> Exercise instructions
Can you recast the lines below as a numbered list, from the one holding "Exercise. Locate the" through the one holding "(1265, 748)", both ends included and blank lines left out?

> Raw data
— START —

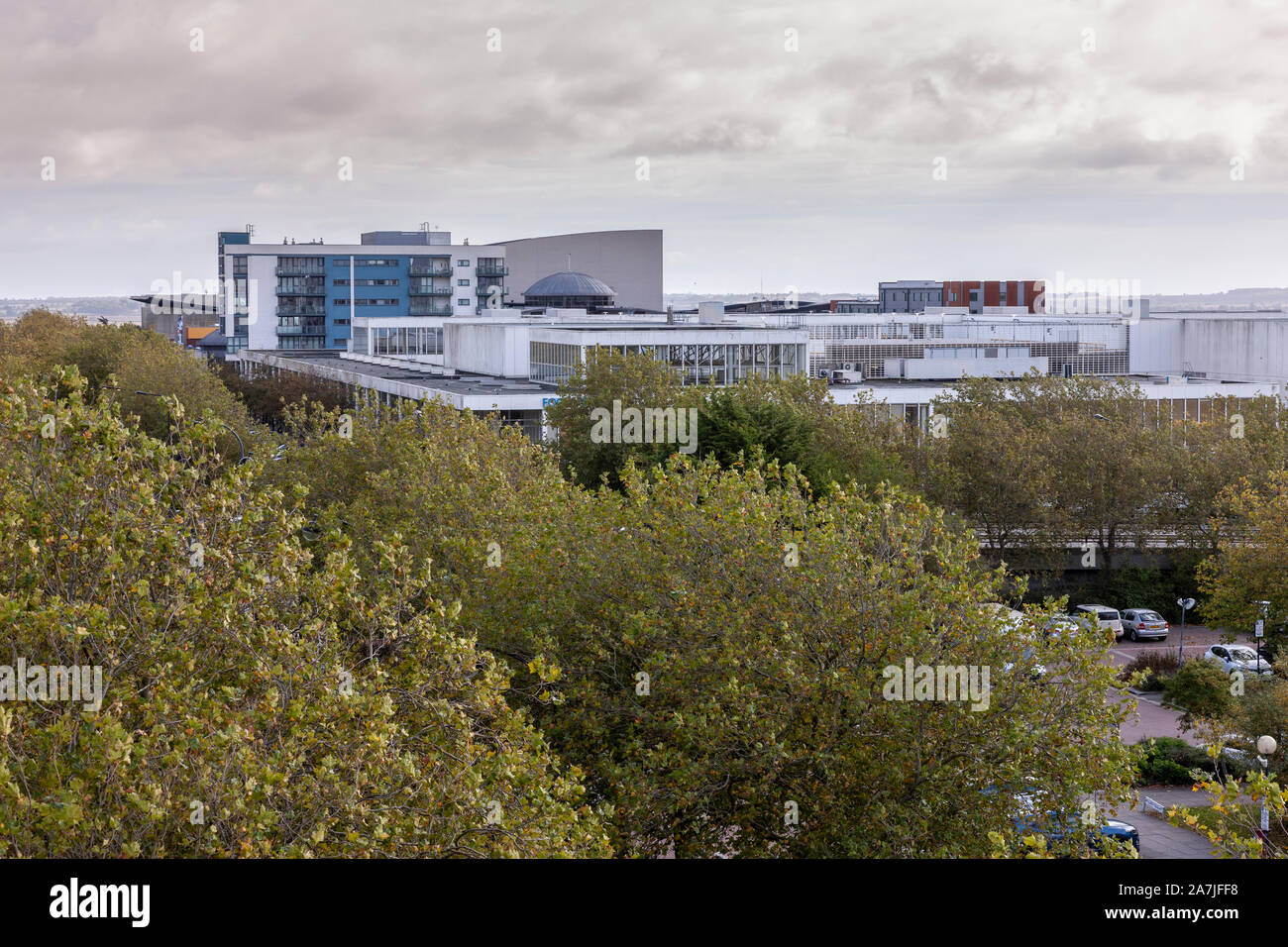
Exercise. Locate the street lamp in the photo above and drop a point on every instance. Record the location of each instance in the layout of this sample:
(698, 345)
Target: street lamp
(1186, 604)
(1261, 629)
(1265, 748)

— END —
— START —

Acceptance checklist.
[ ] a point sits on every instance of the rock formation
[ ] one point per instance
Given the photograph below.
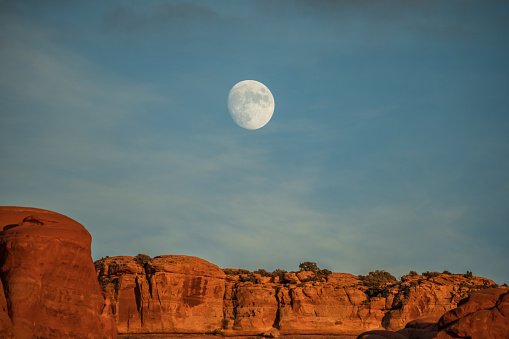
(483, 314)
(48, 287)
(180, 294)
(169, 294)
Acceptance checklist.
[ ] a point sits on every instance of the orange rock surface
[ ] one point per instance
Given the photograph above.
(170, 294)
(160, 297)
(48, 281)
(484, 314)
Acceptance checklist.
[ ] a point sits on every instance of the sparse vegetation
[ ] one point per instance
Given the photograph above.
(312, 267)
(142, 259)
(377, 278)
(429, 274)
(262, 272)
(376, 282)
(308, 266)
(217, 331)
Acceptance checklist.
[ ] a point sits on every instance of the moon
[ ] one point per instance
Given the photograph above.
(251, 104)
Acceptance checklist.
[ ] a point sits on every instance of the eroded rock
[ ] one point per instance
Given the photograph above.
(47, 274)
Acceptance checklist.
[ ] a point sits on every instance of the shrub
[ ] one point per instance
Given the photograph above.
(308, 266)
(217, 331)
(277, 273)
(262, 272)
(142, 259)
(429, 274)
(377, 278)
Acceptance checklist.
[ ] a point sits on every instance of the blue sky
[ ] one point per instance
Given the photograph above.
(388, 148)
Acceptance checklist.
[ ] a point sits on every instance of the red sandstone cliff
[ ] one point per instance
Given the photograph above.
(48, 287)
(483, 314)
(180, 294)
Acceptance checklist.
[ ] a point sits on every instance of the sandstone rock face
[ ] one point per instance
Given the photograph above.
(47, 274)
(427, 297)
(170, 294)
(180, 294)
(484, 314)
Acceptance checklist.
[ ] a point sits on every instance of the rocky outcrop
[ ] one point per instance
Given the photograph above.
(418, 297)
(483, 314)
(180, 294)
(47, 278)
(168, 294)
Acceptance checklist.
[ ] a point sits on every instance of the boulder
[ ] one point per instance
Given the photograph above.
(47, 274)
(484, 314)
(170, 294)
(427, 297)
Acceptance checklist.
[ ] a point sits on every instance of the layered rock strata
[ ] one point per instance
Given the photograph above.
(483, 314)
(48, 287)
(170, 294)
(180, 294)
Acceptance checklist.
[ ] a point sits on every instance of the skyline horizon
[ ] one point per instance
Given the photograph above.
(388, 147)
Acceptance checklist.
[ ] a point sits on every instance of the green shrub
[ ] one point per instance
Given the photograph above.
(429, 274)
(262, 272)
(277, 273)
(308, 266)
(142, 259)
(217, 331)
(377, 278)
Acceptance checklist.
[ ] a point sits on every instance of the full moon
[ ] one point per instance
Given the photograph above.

— END —

> Solution for this exercise
1. Exercise. Locate the street lamp in the photo above and drop a point on every instance. Record the location of each instance in the layout of this sample:
2. (698, 345)
3. Target: street lamp
4. (1186, 604)
5. (1261, 629)
6. (1265, 748)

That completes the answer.